[Point-per-instance localization data]
++++++++++++++++++++
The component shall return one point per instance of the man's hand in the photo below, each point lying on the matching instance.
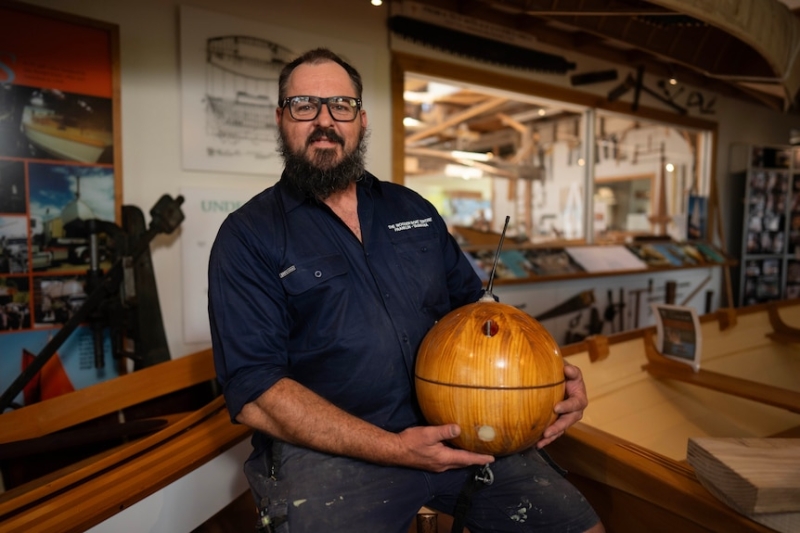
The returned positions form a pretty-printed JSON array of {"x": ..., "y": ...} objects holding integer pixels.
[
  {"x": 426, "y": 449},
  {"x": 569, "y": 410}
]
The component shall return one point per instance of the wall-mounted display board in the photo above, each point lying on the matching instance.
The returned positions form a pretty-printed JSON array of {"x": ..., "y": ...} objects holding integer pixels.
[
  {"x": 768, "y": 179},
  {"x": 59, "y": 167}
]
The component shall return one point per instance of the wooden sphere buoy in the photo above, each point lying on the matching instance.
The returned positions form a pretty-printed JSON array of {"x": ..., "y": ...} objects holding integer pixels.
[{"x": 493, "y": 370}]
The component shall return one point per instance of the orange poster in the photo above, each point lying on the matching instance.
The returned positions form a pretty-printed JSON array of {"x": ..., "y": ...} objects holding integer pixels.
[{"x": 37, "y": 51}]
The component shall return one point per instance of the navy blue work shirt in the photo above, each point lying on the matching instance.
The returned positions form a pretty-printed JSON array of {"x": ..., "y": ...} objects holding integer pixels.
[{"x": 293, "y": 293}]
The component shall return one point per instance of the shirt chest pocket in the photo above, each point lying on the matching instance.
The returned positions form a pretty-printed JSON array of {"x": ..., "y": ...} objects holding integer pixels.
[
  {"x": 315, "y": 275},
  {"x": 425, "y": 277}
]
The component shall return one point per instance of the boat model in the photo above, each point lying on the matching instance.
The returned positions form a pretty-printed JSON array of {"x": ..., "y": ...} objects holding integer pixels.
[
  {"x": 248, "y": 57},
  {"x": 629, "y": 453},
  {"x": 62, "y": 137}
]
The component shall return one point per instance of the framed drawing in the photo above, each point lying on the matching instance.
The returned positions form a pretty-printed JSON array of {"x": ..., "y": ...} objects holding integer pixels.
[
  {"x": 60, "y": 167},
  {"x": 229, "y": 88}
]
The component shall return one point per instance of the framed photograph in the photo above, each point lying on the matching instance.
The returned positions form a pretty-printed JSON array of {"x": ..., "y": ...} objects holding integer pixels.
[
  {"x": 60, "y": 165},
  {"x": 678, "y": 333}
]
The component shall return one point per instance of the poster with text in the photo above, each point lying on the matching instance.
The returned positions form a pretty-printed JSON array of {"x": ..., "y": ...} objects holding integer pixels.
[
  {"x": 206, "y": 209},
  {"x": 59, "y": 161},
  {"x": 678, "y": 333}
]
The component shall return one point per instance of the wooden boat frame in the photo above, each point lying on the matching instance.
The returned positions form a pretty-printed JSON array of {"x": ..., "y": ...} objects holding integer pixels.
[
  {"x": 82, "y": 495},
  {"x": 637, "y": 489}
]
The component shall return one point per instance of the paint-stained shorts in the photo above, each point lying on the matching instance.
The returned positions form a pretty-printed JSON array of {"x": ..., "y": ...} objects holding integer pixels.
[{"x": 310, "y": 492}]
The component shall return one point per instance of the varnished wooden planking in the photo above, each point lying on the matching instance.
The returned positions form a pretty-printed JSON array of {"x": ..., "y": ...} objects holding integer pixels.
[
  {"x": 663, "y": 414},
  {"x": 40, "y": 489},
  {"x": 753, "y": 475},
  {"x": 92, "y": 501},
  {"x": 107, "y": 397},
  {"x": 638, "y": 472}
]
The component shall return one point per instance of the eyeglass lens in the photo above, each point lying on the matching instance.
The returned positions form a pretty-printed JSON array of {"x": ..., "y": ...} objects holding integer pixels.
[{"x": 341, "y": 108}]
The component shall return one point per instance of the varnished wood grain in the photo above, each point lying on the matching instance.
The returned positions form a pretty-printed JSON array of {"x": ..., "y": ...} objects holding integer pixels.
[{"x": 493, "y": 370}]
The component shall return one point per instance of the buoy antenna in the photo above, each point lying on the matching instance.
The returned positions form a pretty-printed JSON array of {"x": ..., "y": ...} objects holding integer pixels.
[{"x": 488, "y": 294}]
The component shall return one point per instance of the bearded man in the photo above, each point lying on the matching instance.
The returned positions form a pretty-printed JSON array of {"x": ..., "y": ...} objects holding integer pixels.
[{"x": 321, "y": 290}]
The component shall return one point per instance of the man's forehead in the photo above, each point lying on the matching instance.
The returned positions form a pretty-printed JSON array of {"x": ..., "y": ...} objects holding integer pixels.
++++++++++++++++++++
[TASK PROMPT] Write the entries above out again exactly, omitting each image.

[ANSWER FOR THIS EXERCISE]
The component shall return one point per instance of the man's hand in the photo below, each point lying on the matching instance.
The returned positions form a pretty-printed JSON array of {"x": ..., "y": ...} objects holding integer pixels.
[
  {"x": 426, "y": 449},
  {"x": 569, "y": 410}
]
The component shall return one point per instance of the wall-mounted display board in the photo above, each point lying on the matching instance.
The returned positions form a pretty-printed JSON array of {"x": ..., "y": ...} objects holding integer pixels.
[
  {"x": 768, "y": 179},
  {"x": 59, "y": 167}
]
The component shall return one point per instance of the wooden sphere buoy in the photo above, each point lying on the matching instance.
The returned positions form a pretty-printed JSON array of {"x": ..., "y": ...} objects holding integer pixels.
[{"x": 493, "y": 370}]
The component shall return one point per instance of the orange poster in the photo above, each point lying on the matching instance.
The returned positions form a pretty-printed JSON array of {"x": ..., "y": ...} objects holding integer pixels.
[{"x": 37, "y": 51}]
The component shall return one point per instance of the navy blue work shirt in the photo above, each point lying on the matching instance.
The returned positions form a pretty-printed JSON array of {"x": ..., "y": ...} objects holding integer pixels.
[{"x": 293, "y": 293}]
The component shall return one point per instance of the shirt chest pocket in the photo above, each point lying on the matching instance.
The returned positions form a pretty-printed JSON array of {"x": ..., "y": ...} objects holding integer pixels.
[
  {"x": 315, "y": 275},
  {"x": 425, "y": 277}
]
The component shall return one point per instance of the boat model in the photo above, each point lying on the matching instance.
The returned positions form a pretty-printed JSON array of {"x": ..., "y": ...} objects holding integer pixels.
[
  {"x": 248, "y": 57},
  {"x": 629, "y": 453},
  {"x": 62, "y": 137}
]
The component shall return one point per instance of the framed drawing in the photo above, each point lying on the matching instance.
The returned positions form a pretty-printed JSON array of {"x": ..., "y": ...} objects holding integer pixels.
[
  {"x": 60, "y": 167},
  {"x": 229, "y": 88}
]
The component shall return one point per instance of the framed photograph in the photo above, each point lying on the matching instance.
The returned positions form a pretty-printed JSON array of {"x": ..., "y": ...} objects holding integer pixels.
[
  {"x": 60, "y": 165},
  {"x": 678, "y": 333}
]
The component shall return one point per instance of the poster with text in the photo above, each point lying on the matching instance.
The returned positions form a pretty-printed JSON array of {"x": ..., "y": ...} objects holding integer pixels.
[
  {"x": 206, "y": 209},
  {"x": 59, "y": 161},
  {"x": 678, "y": 333}
]
The component shall return one point per instance of the wooden boat frame in the photo above, each point lying on the matching instance.
The returned positions form a pretty-printed JSON array of {"x": ..., "y": ...} objects holding integer pixels.
[
  {"x": 82, "y": 495},
  {"x": 637, "y": 489}
]
The component shall return one point per instance of the paint-stained shorts in the photo above, each point lying on the matching instance.
The returned positions form a pretty-printed JSON array of {"x": ..., "y": ...} objects holding integer pixels.
[{"x": 310, "y": 492}]
The component shall return one point per instance of the varnished wooden planking in the photo above, each point lying on the matching instance.
The returned positions form a pretty-printed JSON array of {"x": ..., "y": ...} objects holding integer pixels.
[
  {"x": 663, "y": 414},
  {"x": 40, "y": 489},
  {"x": 753, "y": 475},
  {"x": 92, "y": 501},
  {"x": 107, "y": 397},
  {"x": 638, "y": 472}
]
The component shall return one point per instance of the eyeglass lens in the photo above, each point lying on the matching instance.
The returned positions form a pretty-printed JSON array of {"x": ..., "y": ...} objects holding integer pixels.
[{"x": 341, "y": 108}]
The component shall return one point per instance of the varnished wood grain in the photo above, each point lying on the matching instance.
The returned positions form a pretty-printed JSON array of {"x": ..., "y": ...} objects holding integer pixels.
[{"x": 493, "y": 370}]
The component shall return one point per instance of the buoy antenna in the photo above, each point lying on the matching instance.
The returned positions form a pretty-printed JSON array of {"x": ..., "y": ...} objects holding integer pixels.
[{"x": 488, "y": 294}]
The component shall return one point per instance of the bearded man in the photo above, each point lying on the matching instance.
The returned positions form a pretty-printed JSON array of {"x": ..., "y": ...} objects holding integer pixels.
[{"x": 321, "y": 290}]
The component shall return one point per instance of the man's forehead in the photo above, each point lying on the matching instance.
The returned positions form a pretty-printed JSON array of {"x": ..., "y": ...} objects holding integer pixels.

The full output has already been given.